Start of DOCUMENT SEGMENT

JJK: EPC supplies to mines, quarries and also to companies that build roads, though our major clients are the mines. We have started our operations with the sale of explosives. The second phase of our startup will be the construction of our factory and the launching of our drilling and blasting services. We plan to have machines on the ground before the end of the year. As of January 2014 we will be ready to sell emulsions and also to offer drilling and blasting services.
What is the role that your Cote d’Ivoire operations will play in EPC’s overall regional activities in Western Africa?
JJK: EPC has two other factories in Africa: a factory for the fabrication of explosives and detonators in Morocco and a factory in Guinea. The factory that we are starting up in Cote d’Ivoire will be the height of our technology. We have developed new technology for manufacturing explosives and the first country to benefit from this will be Cote d’Ivoire. We will be manufacturing emulsions so that the product that is made is not yet explosive when it leaves the factory. In terms of security, this is a great advantage for the country.

End of DOCUMENT SEGMENT
Start of EXCERPTED RECORDS

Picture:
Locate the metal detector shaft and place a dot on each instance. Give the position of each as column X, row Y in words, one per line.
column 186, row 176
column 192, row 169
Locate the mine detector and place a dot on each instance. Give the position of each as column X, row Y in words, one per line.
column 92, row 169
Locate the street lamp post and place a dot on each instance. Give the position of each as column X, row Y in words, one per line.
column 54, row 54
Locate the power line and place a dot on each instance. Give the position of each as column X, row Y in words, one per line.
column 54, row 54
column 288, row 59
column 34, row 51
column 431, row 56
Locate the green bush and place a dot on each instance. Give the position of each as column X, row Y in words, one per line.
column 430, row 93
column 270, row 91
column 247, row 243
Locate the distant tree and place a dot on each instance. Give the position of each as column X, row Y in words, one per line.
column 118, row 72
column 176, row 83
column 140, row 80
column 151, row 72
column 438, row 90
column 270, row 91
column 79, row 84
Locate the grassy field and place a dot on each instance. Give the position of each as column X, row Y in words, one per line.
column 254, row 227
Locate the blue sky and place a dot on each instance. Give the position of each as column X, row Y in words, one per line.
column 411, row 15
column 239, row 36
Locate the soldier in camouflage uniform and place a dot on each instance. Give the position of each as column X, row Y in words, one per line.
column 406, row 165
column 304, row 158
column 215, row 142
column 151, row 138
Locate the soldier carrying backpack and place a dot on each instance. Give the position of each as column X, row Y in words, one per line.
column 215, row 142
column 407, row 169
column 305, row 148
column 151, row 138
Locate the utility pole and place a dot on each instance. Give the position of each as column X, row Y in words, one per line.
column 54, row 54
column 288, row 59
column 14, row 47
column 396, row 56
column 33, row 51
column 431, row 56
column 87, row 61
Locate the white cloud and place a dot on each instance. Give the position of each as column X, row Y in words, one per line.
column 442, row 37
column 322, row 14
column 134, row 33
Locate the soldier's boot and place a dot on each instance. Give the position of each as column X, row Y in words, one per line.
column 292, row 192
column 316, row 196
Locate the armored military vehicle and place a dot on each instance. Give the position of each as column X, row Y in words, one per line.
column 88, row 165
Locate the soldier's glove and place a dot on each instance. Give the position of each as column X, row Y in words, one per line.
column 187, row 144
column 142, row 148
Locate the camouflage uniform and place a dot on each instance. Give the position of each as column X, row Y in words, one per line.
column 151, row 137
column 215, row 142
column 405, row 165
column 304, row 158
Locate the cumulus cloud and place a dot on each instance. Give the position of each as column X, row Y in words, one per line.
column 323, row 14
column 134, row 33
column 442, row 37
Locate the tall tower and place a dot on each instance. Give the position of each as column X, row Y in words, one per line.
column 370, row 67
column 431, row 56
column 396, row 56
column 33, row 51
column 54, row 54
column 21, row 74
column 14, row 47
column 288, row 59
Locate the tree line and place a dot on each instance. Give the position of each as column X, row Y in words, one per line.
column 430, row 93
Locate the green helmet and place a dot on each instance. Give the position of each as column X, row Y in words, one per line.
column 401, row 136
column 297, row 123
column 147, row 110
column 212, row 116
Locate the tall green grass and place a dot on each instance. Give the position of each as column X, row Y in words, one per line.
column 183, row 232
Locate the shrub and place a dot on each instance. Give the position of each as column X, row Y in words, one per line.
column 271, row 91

End of EXCERPTED RECORDS

- [ASSIGNMENT 1]: List every country named in the EPC interview.
- [ASSIGNMENT 2]: In the EPC interview, swap "quarries" for "cement plants" and write out the passage, beginning at the words "JJK: EPC supplies" and stopping after "in Western Africa?".
The entries are not needed for this work.

- [RESPONSE BOX 1]: Cote d'Ivoire, Morocco, Guinea

- [RESPONSE BOX 2]:
JJK: EPC supplies to mines, cement plants and also to companies that build roads, though our major clients are the mines. We have started our operations with the sale of explosives. The second phase of our startup will be the construction of our factory and the launching of our drilling and blasting services. We plan to have machines on the ground before the end of the year. As of January 2014 we will be ready to sell emulsions and also to offer drilling and blasting services.
What is the role that your Cote d’Ivoire operations will play in EPC’s overall regional activities in Western Africa?